** start **

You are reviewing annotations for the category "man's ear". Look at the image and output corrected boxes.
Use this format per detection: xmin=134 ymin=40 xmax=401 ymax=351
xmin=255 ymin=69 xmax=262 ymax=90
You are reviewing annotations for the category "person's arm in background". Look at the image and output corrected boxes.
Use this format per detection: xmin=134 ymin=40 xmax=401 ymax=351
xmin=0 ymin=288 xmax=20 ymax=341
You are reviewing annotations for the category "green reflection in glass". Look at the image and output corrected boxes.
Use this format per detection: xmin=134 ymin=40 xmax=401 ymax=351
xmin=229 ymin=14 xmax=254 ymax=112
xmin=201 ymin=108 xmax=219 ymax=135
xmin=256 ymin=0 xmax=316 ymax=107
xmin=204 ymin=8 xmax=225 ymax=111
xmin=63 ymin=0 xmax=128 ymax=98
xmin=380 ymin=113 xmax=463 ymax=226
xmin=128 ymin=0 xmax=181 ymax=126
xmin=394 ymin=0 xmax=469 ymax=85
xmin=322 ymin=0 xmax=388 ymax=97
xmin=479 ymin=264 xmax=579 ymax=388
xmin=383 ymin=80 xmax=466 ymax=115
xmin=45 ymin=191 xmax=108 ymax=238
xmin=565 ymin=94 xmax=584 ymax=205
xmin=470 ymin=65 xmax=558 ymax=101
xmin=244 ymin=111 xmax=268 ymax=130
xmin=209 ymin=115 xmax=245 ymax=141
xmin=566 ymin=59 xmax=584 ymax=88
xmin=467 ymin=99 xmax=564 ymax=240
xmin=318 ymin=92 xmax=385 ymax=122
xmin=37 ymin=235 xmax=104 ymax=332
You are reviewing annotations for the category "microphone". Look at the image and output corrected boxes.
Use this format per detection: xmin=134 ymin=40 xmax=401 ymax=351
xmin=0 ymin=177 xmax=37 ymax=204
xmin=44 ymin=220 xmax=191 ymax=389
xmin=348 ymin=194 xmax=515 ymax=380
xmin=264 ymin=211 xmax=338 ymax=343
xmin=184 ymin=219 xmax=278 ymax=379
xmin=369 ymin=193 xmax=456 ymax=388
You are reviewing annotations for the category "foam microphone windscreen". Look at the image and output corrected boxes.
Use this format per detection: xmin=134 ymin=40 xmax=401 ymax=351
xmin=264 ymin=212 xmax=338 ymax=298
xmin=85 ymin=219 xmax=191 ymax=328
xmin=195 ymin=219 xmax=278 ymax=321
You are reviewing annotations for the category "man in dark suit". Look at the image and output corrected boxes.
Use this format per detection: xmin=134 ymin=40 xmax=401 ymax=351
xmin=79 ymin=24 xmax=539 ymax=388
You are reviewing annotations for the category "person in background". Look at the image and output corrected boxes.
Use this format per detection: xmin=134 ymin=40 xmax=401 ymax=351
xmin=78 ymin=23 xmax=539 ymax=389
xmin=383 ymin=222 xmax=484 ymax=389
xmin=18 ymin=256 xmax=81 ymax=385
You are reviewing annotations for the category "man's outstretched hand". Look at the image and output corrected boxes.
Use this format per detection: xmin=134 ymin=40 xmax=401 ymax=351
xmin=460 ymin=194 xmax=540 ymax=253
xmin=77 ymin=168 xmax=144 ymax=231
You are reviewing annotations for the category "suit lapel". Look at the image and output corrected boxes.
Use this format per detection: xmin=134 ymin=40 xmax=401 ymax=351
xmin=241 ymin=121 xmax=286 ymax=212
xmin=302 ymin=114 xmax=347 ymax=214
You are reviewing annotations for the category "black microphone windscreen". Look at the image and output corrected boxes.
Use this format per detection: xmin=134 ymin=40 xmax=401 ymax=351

** end **

Which lines above contain the string "person"? Gather every such line and copy it in full, treating uppercase and lowercase as different.

- Exercise response -
You are reviewing annotations for the category "person's arm in background". Look at the image and output corrected boxes.
You are reviewing annotations for the category "person in background". Look at the image and output corrected boxes.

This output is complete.